Futebol jogando com as pernas, mas também com o cérebro. Como confirmaria Honigstein, em Das Reboot: “Rangnick pode nunca ter ganhado um título, mas ganhou a discussão”.
Acessos para o SSV Ulm
O jornalista Axel Torres e seu amigo, André Schön, autores de Gol da Alemanha, recuperam jornais que, no final dos anos 1990, proclamavam que na Suábia, o SSV Ulm jogava como o Brasil de 1970. Exageros comparativos à parte, a sensação provocada pela equipe, treinada justamente por Ralf Rangnick, sugeria-se exatamente essa. Havia algumas equipes e havia o Ulm, que, irresistivelmente, jogava outro futebol.
Quando o treinador retornou a Ulm, tendo tido uma passagem rápida como atleta nos anos 1980, o clube estava na terceira divisão germânica. E fazia tempo. A cidade não conhecia futebol de alto nível e somente um milagre poderia mudar a realidade. Ou um grande treinador. Chegar à primeira divisão parecia um objetivo, além de inédito, inalcançável e, efetivamente, os dias precisavam ser vividos um de cada vez. Não se acessaria a Bundesliga sem se conseguir, primeiro, a subida para a segunda divisão.
Em 1997-98, a Regionalliga era disputada em quatro zonas: norte, nordeste, sudoeste e sul. Lotado em Baden-Württemberg, o Ulm teria como principal desafiante o Offenbacher Kickers, ainda que também estivessem na disputa equipes como o Bayern II. A busca pela ofensividade ficou evidente com os 63 gols anotados, em 32 jogos, recorde do certame. Obscuro em seu país, o iugoslavo Dragan Trkulja foi o artilheiro da equipe com 19 gols, dois a menos do que o principal goleador, Dieter Eckstein, do Augsburg. Os 60 pontos alcançados foram suficientes para os Pardais conquistarem a zona sul e subirem à 2. Bundesliga.
Convém notar que, no elenco do Ulm, estava um zagueiro de nome Thomas Tuchel e que se aposentaria pouco após o final da campanha de acesso, com uma lesão na cartilagem do joelho. Tinha 24 anos e começava a se apropriar da bagagem de conhecimentos construída por Rangnick.

==============================

**Exercício proposto 1:** Encontre nas linhas abaixo todas as que contêm a palavra "hilltop" e copie cada uma delas.

Linhas de um conjunto de dados sobre onde aparecem objetos

==============================

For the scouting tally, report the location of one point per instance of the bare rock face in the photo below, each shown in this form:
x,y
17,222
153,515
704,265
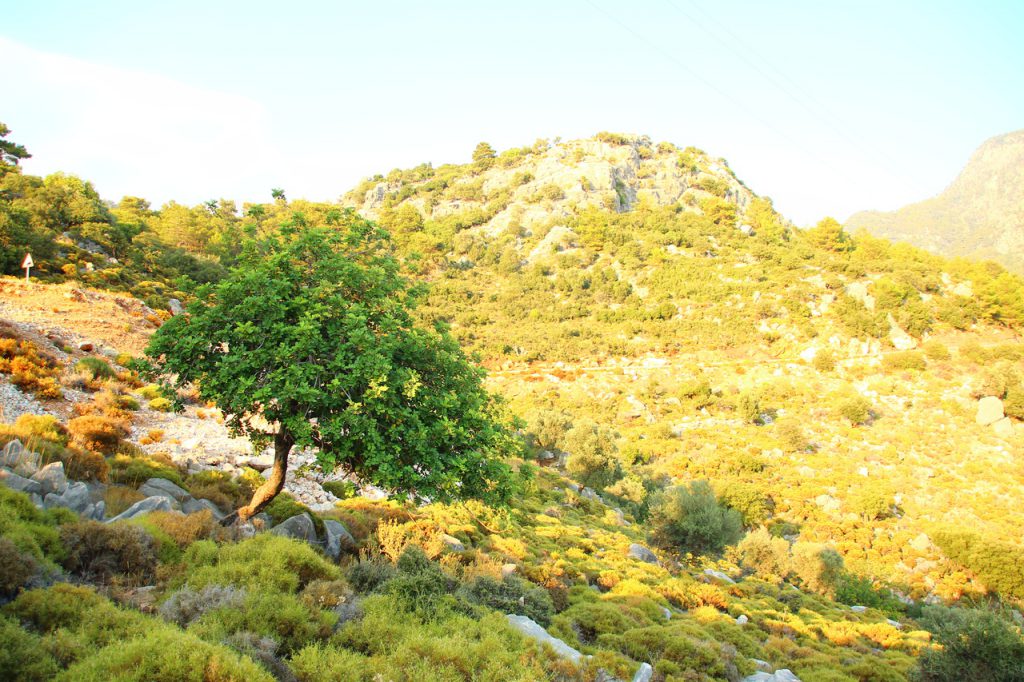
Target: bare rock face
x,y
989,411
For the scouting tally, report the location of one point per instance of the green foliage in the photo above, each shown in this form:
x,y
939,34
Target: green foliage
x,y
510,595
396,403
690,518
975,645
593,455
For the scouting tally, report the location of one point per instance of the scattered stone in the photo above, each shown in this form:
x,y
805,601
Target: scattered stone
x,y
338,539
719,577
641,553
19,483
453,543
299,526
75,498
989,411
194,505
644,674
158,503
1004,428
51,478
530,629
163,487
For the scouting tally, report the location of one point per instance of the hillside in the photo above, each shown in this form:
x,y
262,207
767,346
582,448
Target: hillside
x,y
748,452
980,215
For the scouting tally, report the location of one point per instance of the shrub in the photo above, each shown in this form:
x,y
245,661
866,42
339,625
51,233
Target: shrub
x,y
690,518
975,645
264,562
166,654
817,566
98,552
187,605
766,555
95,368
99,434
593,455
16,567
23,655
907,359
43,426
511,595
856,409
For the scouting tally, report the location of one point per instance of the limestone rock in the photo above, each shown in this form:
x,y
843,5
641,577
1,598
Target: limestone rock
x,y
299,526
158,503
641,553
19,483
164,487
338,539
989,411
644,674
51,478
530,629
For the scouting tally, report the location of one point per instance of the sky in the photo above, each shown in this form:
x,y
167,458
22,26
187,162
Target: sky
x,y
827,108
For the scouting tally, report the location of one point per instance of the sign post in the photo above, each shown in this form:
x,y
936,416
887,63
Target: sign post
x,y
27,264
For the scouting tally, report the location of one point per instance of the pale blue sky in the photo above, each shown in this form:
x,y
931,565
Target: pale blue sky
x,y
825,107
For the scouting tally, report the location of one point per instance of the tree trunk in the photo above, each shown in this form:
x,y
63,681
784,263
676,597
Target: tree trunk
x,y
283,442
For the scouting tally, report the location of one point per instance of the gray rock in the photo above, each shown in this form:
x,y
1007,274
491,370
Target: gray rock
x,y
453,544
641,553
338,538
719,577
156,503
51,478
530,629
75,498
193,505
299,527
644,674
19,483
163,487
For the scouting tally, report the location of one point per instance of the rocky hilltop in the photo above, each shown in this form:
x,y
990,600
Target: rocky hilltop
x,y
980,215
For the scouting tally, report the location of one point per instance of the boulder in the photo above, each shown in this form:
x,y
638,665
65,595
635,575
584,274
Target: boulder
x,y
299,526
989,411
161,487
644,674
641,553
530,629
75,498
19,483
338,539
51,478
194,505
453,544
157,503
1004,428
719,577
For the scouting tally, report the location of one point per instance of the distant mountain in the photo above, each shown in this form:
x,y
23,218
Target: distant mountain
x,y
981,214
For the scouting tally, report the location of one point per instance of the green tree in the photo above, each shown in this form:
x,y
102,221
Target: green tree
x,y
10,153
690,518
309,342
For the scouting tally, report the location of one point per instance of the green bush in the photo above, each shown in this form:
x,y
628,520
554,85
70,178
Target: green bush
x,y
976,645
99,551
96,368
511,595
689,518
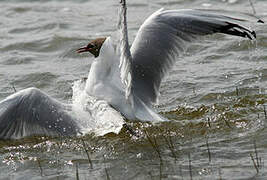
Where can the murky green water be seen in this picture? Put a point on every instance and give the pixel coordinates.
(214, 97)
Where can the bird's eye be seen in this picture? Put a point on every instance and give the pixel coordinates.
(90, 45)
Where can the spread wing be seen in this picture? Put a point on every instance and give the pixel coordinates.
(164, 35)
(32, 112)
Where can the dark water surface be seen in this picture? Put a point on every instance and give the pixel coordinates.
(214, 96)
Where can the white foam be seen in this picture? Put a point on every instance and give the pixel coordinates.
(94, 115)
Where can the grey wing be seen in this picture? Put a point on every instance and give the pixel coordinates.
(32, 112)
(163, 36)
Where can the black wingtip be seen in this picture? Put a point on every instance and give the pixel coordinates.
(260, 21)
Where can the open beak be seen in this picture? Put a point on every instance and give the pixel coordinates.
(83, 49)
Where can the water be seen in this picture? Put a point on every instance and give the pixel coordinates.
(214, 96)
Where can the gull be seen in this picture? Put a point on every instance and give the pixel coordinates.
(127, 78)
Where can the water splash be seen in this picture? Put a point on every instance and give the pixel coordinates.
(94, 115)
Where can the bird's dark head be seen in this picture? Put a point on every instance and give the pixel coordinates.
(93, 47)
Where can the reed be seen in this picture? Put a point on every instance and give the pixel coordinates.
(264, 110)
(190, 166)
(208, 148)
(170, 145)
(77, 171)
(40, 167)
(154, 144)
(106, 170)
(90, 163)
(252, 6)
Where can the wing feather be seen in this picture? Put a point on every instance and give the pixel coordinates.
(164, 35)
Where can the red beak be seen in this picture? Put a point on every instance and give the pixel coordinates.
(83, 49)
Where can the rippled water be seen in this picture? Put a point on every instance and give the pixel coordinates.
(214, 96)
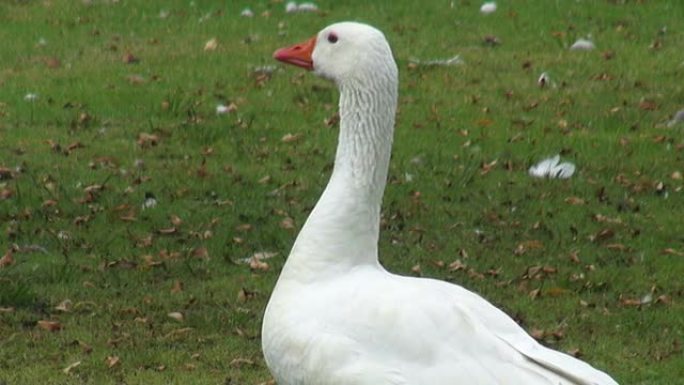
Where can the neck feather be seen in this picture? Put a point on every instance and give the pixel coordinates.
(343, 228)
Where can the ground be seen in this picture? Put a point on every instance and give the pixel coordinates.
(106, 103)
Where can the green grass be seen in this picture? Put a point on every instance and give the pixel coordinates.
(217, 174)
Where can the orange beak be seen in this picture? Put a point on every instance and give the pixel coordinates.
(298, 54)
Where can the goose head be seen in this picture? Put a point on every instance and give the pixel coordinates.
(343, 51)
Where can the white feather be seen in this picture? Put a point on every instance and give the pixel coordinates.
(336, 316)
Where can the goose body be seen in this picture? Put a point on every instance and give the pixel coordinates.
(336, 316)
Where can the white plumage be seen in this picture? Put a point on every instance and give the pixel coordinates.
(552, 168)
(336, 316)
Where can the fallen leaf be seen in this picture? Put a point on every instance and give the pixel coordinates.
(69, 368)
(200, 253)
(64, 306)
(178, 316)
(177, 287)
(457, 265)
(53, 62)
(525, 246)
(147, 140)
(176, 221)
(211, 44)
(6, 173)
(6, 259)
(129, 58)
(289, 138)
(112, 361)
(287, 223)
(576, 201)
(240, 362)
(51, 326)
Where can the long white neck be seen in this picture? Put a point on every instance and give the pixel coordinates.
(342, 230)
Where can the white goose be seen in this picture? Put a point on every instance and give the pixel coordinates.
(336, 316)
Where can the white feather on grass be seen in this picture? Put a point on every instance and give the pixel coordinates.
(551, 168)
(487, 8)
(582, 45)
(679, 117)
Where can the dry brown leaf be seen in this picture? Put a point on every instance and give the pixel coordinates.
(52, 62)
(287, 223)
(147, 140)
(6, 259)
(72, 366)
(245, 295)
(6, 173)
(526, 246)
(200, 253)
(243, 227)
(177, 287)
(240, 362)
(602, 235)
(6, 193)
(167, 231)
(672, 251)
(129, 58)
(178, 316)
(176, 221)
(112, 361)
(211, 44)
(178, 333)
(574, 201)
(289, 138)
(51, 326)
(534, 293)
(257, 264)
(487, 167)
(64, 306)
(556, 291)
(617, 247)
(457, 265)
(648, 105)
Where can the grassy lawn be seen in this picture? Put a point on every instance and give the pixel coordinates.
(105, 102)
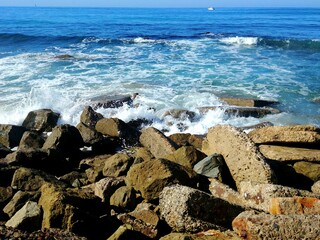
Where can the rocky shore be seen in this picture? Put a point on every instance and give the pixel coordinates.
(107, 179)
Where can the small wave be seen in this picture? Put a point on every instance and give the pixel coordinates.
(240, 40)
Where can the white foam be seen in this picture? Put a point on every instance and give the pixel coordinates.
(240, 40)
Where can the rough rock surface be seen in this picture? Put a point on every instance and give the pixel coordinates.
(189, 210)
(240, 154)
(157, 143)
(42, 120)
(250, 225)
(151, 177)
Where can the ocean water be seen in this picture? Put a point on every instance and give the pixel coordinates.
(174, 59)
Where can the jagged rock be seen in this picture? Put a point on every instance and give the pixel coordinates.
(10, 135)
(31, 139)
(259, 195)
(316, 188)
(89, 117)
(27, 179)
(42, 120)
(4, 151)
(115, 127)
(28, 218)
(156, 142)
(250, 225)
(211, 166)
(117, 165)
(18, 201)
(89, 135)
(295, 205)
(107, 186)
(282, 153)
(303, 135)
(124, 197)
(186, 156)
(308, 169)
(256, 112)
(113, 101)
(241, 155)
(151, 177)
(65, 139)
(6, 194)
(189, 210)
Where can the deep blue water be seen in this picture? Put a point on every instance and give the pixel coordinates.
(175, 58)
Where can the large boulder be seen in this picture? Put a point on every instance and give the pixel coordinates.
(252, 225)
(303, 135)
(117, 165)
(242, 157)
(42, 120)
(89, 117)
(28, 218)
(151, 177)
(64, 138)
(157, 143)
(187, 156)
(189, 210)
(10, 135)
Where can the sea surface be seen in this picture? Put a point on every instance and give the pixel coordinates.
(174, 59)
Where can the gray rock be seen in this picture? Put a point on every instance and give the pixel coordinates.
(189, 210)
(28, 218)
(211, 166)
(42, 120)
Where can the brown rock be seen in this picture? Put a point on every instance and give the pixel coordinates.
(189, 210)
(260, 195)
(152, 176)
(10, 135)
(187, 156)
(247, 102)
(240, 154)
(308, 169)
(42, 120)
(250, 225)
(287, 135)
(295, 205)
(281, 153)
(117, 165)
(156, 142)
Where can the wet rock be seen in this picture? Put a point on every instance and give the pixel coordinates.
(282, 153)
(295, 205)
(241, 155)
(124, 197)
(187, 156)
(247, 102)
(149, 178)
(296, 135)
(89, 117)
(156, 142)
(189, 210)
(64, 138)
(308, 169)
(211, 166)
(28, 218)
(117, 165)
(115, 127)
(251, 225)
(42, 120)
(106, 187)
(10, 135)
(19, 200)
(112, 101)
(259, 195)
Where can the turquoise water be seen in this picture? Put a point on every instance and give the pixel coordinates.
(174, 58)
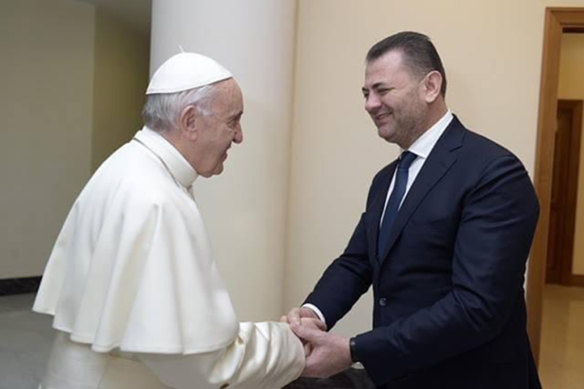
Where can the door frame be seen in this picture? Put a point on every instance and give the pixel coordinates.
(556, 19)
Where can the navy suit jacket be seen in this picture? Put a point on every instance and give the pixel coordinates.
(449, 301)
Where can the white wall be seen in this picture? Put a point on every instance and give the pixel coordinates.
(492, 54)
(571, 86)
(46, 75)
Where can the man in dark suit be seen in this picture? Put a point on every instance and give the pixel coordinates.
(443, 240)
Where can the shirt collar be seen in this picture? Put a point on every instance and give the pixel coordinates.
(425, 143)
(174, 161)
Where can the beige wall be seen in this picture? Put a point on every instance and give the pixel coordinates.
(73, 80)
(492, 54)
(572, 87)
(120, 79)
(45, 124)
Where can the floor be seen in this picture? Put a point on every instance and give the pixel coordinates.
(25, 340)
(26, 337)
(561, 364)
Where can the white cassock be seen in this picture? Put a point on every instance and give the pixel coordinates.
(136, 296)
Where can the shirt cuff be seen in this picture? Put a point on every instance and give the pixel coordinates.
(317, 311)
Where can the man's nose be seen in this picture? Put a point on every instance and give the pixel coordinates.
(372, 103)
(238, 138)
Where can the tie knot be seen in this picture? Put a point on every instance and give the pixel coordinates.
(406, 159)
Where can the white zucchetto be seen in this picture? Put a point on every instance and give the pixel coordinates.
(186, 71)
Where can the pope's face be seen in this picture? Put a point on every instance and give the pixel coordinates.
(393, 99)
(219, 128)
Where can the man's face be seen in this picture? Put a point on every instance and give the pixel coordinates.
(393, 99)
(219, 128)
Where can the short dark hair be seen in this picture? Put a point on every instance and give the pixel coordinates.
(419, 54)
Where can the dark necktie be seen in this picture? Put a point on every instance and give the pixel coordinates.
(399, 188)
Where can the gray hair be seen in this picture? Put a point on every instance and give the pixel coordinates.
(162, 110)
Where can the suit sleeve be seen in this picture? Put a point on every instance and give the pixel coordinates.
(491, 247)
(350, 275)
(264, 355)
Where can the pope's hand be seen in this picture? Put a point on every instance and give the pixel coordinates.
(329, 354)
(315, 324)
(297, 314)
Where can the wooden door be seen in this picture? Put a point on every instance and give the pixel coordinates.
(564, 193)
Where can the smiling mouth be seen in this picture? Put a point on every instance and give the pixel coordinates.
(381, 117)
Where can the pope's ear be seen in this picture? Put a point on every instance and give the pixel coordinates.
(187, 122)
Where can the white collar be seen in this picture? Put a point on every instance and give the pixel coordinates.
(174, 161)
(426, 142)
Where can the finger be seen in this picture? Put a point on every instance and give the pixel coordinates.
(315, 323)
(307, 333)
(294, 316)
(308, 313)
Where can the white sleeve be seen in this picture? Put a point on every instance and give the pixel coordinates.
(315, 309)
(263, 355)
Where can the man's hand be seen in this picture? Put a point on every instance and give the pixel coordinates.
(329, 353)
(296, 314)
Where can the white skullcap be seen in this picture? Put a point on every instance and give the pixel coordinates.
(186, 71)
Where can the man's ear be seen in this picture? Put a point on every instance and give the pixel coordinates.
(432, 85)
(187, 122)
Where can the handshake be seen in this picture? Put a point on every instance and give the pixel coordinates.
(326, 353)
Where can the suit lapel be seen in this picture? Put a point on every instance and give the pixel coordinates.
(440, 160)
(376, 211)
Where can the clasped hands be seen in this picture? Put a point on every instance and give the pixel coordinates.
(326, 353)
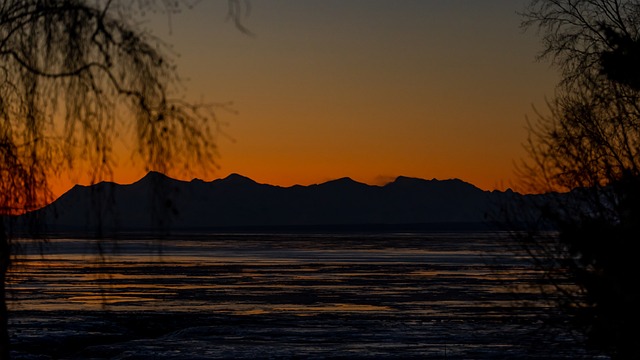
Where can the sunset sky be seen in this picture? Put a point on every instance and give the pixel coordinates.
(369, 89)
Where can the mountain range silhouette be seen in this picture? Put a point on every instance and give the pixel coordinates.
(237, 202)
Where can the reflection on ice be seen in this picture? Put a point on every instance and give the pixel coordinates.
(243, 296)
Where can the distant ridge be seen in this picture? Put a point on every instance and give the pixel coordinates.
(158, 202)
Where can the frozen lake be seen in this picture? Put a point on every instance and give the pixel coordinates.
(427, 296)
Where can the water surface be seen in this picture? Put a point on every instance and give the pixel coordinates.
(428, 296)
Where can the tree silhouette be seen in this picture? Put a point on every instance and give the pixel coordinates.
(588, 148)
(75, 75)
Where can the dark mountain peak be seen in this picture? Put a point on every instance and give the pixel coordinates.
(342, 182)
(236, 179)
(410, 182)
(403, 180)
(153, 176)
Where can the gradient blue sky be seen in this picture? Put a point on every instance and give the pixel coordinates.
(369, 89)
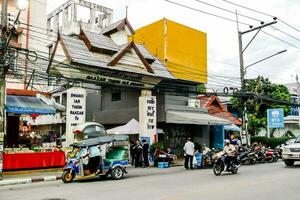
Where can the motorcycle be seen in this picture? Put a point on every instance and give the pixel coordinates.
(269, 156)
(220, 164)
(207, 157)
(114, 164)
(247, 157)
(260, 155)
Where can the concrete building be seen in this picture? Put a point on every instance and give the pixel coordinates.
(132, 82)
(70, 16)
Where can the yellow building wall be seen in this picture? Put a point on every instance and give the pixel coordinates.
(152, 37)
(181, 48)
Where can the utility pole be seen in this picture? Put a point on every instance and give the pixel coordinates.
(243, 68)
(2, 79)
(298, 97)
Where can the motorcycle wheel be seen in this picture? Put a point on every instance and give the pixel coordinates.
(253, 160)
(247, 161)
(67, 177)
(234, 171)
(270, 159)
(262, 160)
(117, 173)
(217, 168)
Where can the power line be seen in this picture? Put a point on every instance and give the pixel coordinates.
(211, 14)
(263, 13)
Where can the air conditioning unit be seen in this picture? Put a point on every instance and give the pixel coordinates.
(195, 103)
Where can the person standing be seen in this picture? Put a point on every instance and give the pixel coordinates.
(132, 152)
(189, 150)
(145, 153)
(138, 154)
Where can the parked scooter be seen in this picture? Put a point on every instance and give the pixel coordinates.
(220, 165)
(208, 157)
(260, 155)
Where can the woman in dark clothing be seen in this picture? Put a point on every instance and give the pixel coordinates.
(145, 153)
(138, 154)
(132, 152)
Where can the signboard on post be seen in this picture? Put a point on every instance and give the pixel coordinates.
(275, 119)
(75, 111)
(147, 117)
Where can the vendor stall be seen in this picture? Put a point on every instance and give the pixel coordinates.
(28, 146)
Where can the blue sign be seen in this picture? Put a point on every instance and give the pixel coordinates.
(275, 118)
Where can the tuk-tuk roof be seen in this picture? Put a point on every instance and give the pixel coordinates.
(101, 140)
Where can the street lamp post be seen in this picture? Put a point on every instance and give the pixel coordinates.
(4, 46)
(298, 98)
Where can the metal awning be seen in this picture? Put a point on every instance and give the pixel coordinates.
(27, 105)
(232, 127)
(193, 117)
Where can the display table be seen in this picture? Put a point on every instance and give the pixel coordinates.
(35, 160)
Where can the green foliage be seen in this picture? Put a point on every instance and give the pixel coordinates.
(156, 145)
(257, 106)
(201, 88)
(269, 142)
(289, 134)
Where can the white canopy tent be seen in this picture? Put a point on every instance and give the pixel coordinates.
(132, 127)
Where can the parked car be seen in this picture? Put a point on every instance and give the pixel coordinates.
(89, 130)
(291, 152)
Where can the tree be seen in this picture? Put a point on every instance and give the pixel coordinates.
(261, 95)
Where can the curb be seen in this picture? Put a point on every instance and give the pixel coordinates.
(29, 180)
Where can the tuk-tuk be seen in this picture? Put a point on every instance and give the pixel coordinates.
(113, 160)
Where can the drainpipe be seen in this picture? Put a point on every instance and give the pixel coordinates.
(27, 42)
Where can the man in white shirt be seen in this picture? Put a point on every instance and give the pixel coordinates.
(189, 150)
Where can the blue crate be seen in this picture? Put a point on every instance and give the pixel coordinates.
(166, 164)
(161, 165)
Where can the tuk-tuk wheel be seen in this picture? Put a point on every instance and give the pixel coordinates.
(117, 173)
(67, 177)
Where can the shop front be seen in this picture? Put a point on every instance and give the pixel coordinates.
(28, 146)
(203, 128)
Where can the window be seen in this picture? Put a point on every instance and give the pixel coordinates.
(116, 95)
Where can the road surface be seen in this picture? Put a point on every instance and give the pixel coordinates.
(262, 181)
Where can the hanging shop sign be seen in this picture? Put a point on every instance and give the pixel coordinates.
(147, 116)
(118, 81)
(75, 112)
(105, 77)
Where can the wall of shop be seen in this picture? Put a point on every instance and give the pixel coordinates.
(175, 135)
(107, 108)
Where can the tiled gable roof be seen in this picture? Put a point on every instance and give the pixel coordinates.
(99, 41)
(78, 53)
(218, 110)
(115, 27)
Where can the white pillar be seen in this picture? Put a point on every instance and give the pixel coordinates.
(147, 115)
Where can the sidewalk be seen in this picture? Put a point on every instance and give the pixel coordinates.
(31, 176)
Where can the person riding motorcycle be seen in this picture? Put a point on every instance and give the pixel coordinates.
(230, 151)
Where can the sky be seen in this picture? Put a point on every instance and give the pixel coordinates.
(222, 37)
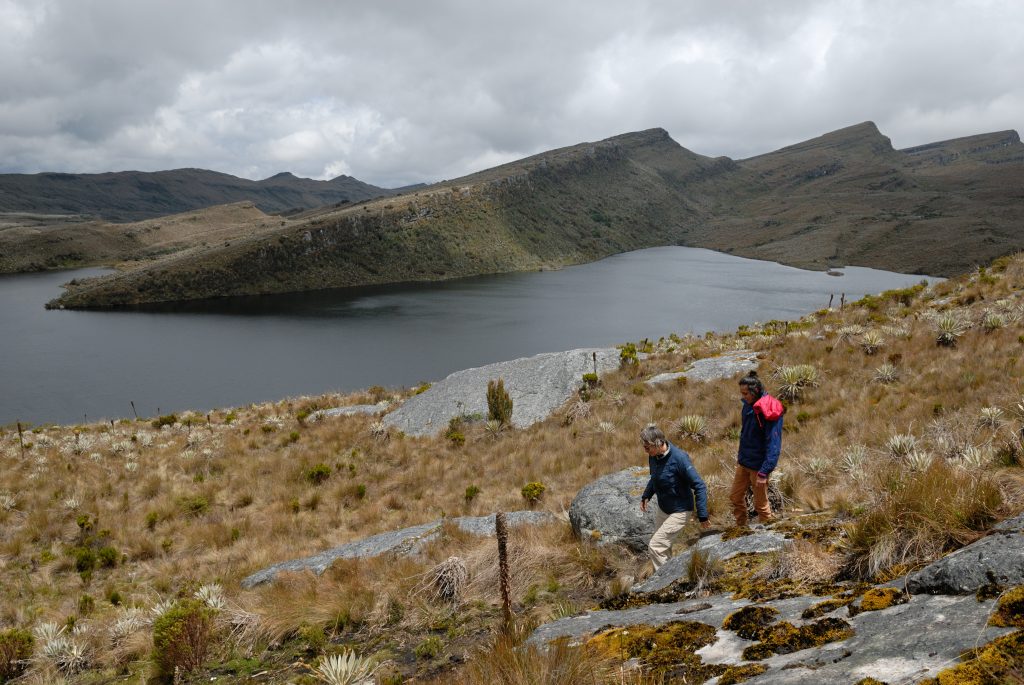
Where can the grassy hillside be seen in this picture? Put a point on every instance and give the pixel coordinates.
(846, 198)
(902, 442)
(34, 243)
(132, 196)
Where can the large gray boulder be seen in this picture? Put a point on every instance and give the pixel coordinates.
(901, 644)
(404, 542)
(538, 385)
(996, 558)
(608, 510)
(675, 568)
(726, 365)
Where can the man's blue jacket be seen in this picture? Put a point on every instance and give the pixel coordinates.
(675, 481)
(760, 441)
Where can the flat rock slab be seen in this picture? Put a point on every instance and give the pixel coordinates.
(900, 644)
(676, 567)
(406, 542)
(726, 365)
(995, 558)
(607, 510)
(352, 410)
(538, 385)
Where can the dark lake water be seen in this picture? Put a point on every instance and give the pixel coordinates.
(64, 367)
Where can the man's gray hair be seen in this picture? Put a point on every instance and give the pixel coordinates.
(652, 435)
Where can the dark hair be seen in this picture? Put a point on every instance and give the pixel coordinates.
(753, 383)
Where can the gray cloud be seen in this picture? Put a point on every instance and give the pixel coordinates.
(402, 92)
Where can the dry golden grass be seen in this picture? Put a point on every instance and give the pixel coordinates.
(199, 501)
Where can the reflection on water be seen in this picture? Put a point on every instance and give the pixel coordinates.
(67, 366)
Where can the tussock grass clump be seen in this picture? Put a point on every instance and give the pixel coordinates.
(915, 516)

==============================

**Exercício proposto 2:**
Responda com base no texto sobre o SSV Ulm:
(a) Quem são os autores de Gol da Alemanha?
(b) Quem foi o artilheiro do Ulm na campanha de acesso e quantos gols marcou?
(c) Que lesão levou Thomas Tuchel a se aposentar?

**Resultado correto 1:**
For the scouting tally, report the location of one point per instance of the rocky hilltop in the photo above, each shown in this form:
Target: rocky hilltop

**Resultado correto 2:**
(a) Axel Torres e André Schön.
(b) Dragan Trkulja, com 19 gols.
(c) Uma lesão na cartilagem do joelho.